Pastoral Letter #14

Pastoral Letter #14
Dear Members and Friends,

We missed you this morning. Yes, you. We had a Zoom coffee conversation at 9 and you weren’t there. We understand, maybe you had to run an errand. That happens. Or maybe you didn’t feel like chit chatting this morning. Or maybe you’re not comfortable getting into a group conversation when you may not know or even recognize anyone. Maybe you’re not a morning person. Or maybe Zoom feels too complicated.

Here’s what I fear about the end of this long stay-at-home siege: it comes to an end and you will have suffered in loneliness and isolation and not met a single new person in the entire time.

I’ll host a conversation Monday through Friday at 9 beginning tomorrow. Send me an email if you’d like to participate. Courage, mate. A little Star Trek reference: Travel where no one (well, where few) have gone before.

On another subject, let me introduce you to the Greater Good Science Center at the University of California at Berkeley. More specifically, I want to call your attention to its focus on happiness. They have courses like “The Science of Happiness” and “Happiness at Work.” I saw these courses and dismissed them as naïve.

Was I wrong! I was hesitant when I first logged on and saw discussion about positive psychology. How quickly I had forgotten my own studies of something akin to positive psychology. I studied the work of child psychiatrist Robert Coles. While some psychiatrists studied what happened that hurt children and caused mental health problems, Dr. Coles looked at children who survived extremely challenging experiences – the youngsters who integrated schools in the face of angry, screaming mobs; children who moved constantly because their families worked as migrants and did sharecropping; kids who grew up in extreme poverty in isolated mountain communities. He studied kids who survived and thrived so that we could all learn from them. That’s a positive psychology perspective even though he didn’t describe it in those terms.

The Greater Good Science Center’s research and teaching are in the same tradition as Coles’ research. What is it that helps us grow, that allows us to find and maintain our equilibrium, to have energy to face tomorrow and tomorrow and the tomorrow after that.

==*==

= What the task requires =
Decide whether each statement below agrees with the pastoral letter above, answering yes or no and quoting the exact words that settle it. 1. The writer plans to host a conversation every weekday at 9. 2. On first seeing the happiness courses, the writer took them seriously. 3. Robert Coles called his own work positive psychology.

= Supplied data =
==*==

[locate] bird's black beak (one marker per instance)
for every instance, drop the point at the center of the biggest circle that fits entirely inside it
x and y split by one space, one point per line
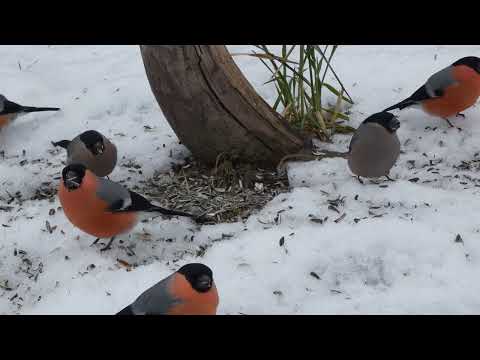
204 283
99 148
71 181
394 124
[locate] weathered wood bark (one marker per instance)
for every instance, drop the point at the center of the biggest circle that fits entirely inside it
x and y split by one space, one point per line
212 107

==*==

= Output of the exercise =
1. Yes: "I’ll host a conversation Monday through Friday at 9 beginning tomorrow."
2. No: "I saw these courses and dismissed them as naïve."
3. No: "even though he didn’t describe it in those terms."